The problem | If a line below holds the word "gable", count it; then say how many such lines there are and nothing else.

Exercise data |
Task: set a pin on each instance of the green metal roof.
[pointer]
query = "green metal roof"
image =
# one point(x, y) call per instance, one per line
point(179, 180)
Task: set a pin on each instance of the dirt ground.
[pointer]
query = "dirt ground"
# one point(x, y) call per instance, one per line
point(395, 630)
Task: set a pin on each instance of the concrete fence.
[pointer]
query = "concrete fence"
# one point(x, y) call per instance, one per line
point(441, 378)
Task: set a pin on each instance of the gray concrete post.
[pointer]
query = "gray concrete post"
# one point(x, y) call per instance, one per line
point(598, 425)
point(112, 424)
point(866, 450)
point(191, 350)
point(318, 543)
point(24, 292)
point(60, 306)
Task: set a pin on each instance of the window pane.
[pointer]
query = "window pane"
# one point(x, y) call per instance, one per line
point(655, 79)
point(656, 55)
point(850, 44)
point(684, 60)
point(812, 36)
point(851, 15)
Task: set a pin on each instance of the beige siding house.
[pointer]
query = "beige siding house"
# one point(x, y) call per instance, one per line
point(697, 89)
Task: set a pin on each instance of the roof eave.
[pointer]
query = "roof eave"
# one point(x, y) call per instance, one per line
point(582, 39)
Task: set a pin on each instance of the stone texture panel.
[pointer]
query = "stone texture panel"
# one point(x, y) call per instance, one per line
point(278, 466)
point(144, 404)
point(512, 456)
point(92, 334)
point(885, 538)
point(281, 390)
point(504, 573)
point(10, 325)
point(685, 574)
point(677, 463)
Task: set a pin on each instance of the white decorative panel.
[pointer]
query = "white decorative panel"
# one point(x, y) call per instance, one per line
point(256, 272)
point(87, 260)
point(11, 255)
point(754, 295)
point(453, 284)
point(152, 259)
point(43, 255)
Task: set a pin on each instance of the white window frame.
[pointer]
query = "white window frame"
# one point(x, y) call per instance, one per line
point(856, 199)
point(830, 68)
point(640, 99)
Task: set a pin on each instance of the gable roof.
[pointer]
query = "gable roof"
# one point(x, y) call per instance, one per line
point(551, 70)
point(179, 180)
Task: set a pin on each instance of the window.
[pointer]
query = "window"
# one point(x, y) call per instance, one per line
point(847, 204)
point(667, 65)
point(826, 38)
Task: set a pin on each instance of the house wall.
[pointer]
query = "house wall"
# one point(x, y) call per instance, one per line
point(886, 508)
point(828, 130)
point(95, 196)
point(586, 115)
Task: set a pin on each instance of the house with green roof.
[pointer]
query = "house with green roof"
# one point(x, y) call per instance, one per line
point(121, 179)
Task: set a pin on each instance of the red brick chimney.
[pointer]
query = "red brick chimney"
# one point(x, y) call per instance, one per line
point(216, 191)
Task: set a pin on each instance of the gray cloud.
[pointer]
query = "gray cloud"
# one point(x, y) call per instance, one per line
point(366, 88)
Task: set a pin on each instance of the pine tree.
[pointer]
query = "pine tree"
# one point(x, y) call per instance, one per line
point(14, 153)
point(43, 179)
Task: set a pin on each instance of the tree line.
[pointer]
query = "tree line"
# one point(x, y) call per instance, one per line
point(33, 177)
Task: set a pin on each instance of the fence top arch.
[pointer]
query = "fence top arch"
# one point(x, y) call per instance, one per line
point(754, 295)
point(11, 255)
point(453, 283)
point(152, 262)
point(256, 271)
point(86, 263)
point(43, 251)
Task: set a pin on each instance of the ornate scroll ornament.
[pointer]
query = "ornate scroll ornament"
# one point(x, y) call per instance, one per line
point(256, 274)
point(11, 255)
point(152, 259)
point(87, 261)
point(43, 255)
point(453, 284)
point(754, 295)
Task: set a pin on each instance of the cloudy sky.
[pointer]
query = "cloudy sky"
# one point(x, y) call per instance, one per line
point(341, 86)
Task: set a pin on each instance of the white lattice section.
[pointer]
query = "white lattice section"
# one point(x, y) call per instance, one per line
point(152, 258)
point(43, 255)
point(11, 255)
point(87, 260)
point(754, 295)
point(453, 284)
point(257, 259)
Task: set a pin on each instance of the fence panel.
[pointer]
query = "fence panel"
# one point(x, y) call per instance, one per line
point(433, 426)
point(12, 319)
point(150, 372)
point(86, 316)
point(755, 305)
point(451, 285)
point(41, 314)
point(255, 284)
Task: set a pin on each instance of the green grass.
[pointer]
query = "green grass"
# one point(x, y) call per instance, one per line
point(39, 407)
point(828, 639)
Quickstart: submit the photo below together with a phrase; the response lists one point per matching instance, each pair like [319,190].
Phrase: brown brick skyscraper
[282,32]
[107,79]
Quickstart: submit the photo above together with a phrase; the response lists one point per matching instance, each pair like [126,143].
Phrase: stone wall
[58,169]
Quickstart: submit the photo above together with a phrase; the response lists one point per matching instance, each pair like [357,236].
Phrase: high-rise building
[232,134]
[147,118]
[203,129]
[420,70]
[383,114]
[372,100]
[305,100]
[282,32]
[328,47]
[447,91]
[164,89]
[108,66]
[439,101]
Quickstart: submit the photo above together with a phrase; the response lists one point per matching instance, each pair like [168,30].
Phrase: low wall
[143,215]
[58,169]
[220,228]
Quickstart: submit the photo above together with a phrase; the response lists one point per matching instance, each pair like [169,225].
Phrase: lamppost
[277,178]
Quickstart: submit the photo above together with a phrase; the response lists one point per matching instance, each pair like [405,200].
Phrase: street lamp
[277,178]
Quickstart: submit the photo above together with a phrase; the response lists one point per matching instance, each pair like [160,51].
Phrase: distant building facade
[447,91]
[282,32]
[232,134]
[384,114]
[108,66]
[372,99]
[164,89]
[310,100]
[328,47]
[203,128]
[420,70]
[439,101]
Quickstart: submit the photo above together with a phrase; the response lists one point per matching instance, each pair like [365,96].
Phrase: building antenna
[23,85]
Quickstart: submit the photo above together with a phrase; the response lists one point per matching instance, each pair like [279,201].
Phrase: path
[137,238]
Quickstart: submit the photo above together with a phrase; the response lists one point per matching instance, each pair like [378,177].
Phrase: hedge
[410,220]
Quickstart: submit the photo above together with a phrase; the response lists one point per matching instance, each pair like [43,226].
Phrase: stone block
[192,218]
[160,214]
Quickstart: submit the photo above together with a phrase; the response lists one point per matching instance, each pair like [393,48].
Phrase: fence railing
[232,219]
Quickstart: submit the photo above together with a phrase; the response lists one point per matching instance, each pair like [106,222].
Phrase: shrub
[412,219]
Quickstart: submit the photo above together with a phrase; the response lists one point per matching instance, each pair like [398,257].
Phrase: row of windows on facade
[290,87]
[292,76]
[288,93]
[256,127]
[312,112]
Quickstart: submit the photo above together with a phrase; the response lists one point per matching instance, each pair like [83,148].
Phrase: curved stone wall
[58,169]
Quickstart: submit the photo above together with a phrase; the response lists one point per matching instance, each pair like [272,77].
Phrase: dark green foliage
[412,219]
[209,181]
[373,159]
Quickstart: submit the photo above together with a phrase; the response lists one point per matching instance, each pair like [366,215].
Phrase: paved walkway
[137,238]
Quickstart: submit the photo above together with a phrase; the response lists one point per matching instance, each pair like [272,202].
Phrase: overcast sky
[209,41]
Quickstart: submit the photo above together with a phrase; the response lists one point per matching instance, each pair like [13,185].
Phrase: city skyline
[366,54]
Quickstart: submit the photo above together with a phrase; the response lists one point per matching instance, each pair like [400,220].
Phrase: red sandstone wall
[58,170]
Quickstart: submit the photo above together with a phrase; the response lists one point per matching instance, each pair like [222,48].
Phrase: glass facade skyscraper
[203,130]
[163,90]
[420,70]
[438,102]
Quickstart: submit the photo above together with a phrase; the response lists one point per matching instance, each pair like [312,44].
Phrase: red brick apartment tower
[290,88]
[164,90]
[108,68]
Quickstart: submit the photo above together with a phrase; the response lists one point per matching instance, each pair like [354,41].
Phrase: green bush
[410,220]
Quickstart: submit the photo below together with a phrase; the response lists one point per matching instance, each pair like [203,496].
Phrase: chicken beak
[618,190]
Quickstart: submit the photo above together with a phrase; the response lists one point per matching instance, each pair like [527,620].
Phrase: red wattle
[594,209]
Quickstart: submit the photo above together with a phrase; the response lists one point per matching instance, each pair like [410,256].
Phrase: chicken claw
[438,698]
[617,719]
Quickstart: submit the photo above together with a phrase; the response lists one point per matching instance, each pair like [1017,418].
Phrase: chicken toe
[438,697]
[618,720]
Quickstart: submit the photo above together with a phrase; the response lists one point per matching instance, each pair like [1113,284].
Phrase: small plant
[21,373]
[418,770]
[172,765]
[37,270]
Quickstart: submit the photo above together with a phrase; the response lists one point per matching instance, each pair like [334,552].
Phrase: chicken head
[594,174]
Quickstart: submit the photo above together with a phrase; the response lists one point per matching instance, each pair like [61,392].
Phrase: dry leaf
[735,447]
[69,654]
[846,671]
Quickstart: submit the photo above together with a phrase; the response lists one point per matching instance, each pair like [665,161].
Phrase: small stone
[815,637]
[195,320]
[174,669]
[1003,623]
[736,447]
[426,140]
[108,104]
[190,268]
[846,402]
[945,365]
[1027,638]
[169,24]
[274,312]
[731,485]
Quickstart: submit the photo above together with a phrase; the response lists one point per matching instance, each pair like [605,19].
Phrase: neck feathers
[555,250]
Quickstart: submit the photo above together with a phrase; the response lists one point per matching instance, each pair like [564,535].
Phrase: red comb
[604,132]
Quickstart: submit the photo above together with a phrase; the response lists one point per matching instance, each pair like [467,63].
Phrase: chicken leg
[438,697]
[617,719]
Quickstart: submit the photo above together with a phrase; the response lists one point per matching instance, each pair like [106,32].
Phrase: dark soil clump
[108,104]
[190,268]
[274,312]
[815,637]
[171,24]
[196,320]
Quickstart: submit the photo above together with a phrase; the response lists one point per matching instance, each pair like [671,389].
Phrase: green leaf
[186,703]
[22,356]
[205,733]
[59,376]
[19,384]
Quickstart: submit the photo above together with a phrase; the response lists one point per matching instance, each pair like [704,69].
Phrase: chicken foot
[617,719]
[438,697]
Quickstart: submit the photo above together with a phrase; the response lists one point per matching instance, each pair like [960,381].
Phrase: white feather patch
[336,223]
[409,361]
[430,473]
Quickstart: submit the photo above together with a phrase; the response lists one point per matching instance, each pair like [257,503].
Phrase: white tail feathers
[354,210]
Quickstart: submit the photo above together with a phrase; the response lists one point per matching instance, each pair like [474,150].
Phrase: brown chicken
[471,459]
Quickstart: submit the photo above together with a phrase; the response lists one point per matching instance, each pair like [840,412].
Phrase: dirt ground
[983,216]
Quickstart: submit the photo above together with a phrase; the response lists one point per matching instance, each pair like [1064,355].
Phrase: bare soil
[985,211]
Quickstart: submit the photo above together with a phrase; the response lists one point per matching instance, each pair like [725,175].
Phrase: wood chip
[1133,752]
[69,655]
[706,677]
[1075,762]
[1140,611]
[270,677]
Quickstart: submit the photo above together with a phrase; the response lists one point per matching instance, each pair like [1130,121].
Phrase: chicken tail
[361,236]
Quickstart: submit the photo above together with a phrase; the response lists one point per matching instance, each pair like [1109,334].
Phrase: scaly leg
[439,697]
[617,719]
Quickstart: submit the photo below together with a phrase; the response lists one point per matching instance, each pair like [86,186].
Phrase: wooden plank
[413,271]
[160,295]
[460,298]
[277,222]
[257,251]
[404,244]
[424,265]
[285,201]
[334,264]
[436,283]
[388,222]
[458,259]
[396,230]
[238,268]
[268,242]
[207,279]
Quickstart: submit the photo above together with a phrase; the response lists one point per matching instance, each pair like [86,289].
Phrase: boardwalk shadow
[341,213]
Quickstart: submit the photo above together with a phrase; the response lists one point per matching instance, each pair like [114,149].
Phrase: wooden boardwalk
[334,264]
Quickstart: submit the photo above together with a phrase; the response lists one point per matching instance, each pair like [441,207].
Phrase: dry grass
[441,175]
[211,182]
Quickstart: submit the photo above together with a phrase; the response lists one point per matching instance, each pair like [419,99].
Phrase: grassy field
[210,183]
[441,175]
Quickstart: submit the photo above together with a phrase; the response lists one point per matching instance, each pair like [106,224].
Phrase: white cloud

Written answer | 2